#### Records from a point labeling set
"""
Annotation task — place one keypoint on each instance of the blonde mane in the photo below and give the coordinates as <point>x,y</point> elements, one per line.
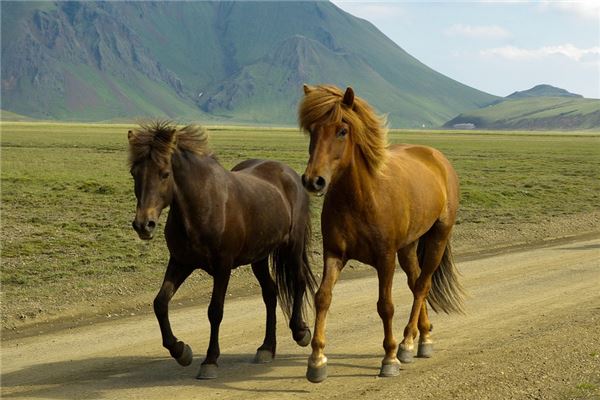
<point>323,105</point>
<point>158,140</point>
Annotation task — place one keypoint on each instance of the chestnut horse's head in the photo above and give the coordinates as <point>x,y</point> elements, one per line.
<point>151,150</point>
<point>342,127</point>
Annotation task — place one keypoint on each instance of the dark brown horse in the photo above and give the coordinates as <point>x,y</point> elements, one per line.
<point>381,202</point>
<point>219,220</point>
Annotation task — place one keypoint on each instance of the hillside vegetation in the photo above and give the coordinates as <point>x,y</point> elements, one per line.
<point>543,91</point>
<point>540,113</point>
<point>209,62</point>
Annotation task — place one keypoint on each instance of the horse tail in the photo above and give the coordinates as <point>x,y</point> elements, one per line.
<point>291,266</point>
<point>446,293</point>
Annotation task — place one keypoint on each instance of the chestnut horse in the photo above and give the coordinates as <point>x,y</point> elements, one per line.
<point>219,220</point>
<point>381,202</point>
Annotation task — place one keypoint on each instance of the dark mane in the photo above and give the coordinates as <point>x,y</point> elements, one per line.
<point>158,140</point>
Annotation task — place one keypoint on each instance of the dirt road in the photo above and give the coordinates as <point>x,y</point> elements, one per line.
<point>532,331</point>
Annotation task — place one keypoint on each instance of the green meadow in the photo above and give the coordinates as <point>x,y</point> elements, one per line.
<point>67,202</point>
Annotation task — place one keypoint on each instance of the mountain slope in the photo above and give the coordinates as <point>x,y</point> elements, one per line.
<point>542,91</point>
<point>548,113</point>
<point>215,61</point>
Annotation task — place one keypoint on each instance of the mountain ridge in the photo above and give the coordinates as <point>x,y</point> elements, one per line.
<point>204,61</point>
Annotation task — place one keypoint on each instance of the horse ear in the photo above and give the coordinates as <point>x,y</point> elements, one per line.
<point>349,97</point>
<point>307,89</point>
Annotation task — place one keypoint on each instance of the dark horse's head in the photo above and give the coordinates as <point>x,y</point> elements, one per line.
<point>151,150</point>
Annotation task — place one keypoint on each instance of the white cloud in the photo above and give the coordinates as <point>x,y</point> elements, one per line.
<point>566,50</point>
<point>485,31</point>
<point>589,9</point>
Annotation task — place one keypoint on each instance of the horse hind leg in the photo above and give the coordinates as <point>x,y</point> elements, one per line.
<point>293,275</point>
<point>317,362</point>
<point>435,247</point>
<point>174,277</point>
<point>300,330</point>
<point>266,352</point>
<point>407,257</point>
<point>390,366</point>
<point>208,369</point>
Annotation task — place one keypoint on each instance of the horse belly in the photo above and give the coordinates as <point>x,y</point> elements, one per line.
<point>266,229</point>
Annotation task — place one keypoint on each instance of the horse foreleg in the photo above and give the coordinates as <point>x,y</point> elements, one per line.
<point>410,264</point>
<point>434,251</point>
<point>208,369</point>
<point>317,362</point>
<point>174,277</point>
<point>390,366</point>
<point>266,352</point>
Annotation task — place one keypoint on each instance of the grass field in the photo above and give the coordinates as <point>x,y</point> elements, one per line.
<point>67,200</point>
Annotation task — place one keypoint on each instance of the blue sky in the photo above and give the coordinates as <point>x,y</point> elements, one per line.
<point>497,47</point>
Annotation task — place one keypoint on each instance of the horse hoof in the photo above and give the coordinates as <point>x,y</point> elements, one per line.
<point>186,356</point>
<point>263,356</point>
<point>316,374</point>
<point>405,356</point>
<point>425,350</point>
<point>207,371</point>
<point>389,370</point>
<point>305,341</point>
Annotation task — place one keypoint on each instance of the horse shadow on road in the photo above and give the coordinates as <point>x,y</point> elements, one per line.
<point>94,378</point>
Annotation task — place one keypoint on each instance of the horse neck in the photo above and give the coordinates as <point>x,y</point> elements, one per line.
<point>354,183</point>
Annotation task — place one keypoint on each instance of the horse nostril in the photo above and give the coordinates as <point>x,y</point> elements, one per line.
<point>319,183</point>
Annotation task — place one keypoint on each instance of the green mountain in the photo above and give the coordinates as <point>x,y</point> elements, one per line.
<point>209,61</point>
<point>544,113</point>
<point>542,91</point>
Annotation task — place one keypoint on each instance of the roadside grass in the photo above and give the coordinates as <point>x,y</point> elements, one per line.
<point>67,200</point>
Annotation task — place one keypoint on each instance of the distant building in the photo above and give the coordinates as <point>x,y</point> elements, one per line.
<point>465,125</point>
"""
"""
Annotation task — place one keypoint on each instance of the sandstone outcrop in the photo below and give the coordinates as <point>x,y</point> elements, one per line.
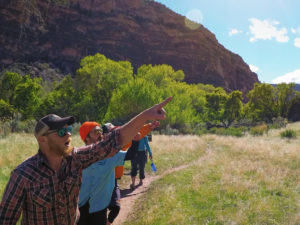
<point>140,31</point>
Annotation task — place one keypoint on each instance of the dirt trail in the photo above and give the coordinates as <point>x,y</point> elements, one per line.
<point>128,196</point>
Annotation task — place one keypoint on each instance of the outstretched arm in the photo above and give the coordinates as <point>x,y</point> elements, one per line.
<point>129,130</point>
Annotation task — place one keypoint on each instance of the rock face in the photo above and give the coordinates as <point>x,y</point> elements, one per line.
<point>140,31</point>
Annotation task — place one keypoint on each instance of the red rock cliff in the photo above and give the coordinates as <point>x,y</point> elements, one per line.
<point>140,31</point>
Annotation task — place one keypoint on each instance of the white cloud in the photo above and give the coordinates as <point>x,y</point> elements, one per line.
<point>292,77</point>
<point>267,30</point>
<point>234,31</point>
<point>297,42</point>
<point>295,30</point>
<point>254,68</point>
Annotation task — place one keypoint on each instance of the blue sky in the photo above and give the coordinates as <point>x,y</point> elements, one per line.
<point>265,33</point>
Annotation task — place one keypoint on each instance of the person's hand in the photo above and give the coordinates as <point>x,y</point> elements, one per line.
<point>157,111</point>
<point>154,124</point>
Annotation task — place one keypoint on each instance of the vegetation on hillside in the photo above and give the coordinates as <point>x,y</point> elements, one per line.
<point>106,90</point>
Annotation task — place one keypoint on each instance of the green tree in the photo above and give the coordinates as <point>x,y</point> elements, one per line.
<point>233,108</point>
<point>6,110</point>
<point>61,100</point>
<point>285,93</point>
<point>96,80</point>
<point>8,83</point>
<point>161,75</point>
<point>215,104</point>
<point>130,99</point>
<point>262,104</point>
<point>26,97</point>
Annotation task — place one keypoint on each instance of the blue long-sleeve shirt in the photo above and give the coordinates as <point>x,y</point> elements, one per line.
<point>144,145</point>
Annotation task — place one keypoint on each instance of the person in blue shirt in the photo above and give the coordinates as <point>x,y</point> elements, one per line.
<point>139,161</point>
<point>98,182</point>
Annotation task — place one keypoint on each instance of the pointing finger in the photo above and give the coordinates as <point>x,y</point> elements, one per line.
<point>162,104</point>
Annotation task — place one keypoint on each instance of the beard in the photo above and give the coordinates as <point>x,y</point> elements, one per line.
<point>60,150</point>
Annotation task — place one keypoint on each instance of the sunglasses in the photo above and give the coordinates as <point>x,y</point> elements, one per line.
"""
"""
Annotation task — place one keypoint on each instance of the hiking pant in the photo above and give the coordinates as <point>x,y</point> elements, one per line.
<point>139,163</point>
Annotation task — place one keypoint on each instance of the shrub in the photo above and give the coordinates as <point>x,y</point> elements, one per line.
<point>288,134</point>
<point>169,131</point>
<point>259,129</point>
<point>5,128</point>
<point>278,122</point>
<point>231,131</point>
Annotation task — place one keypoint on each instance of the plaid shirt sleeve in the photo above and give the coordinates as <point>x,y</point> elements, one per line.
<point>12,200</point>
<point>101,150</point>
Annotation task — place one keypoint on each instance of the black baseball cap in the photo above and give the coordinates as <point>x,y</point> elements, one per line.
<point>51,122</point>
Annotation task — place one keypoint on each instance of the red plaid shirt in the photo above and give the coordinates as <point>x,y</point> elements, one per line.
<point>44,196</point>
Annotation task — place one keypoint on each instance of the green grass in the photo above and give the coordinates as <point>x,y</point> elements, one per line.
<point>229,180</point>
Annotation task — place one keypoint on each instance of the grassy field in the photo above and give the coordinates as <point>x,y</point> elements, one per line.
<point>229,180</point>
"""
#### Problem requirements
Collect every line of the records above that contains the word "hillside".

#### Result below
Annotation task — place one keypoint on each instance of the hillside vegetation in the photo above and give the coordinates as <point>x,y</point> elements, one per line.
Annotation task — place one keypoint on each instance of the vegetation on hillside in the photo above and give the coordinates as <point>x,y</point> elements, one per line.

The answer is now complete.